- [Raw data]:
□ □ □ □
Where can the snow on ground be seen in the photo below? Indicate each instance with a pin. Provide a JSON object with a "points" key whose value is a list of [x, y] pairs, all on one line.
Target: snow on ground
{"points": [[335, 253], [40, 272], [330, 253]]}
□ □ □ □
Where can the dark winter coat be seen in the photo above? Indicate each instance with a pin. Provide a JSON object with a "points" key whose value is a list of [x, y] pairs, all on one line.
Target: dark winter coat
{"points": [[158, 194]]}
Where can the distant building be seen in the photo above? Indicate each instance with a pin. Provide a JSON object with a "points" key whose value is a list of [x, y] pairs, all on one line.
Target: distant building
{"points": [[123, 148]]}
□ □ □ □
List each line of the listing above that contains the word "distant", matching case exactly.

- [Expected answer]:
Where can the distant building be seen in the photo above? Indicate each instance with a pin. Provide a JSON object with a "points" key whose value is a list of [x, y] pairs, all on one line.
Target: distant building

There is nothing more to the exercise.